## Stated exercise
Can you copy out, word for word, the lines of the items below, starting at the line containing "Task: find the marina" and ending at the line containing "point(86, 93)", with both of those lines included?

Start

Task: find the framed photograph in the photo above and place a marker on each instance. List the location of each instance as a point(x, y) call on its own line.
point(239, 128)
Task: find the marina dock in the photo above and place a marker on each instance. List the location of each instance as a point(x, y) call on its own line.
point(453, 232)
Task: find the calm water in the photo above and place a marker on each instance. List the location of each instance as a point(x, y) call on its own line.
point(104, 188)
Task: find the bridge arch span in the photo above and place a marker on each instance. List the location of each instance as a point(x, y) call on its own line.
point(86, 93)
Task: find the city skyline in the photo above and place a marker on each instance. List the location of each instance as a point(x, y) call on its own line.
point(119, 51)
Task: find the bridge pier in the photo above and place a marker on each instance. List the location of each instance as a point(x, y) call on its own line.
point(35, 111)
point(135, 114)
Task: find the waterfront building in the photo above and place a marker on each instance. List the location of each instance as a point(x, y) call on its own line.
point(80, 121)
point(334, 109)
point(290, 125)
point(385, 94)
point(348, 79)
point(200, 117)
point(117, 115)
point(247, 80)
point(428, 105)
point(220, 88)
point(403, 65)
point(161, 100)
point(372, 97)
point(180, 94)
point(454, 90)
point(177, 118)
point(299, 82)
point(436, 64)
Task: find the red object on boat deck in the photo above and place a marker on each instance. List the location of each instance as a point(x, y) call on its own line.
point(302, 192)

End
Start

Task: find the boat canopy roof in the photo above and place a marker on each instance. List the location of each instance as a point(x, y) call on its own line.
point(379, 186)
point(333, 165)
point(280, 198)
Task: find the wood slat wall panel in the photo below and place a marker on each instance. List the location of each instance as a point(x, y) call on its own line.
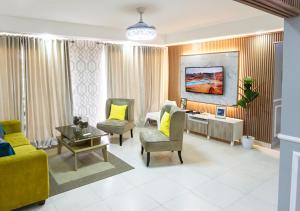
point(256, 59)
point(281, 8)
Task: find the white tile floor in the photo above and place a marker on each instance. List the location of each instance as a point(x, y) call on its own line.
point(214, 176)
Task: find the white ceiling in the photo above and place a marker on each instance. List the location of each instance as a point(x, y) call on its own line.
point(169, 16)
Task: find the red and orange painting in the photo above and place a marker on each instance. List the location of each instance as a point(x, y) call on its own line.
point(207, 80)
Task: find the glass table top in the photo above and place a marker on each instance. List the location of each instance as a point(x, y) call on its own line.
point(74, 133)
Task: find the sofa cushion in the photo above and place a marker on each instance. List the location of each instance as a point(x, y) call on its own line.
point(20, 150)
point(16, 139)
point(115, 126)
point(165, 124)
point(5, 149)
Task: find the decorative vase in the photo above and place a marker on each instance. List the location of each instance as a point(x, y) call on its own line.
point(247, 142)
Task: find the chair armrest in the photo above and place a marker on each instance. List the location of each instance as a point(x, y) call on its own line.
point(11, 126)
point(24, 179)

End

## Answer to this problem
Task: find the marina dock in the photo above and place a marker on each instance. List the location of each instance as a point(x, y) call on its own line.
point(453, 232)
Task: find the calm water in the photo above and place a marker on each instance. List the location of each instance as a point(x, y) call on its own line.
point(104, 188)
Task: find the bridge arch span in the photo above and place a marker on each instance. List the location of each instance as a point(x, y) call on its own line.
point(86, 93)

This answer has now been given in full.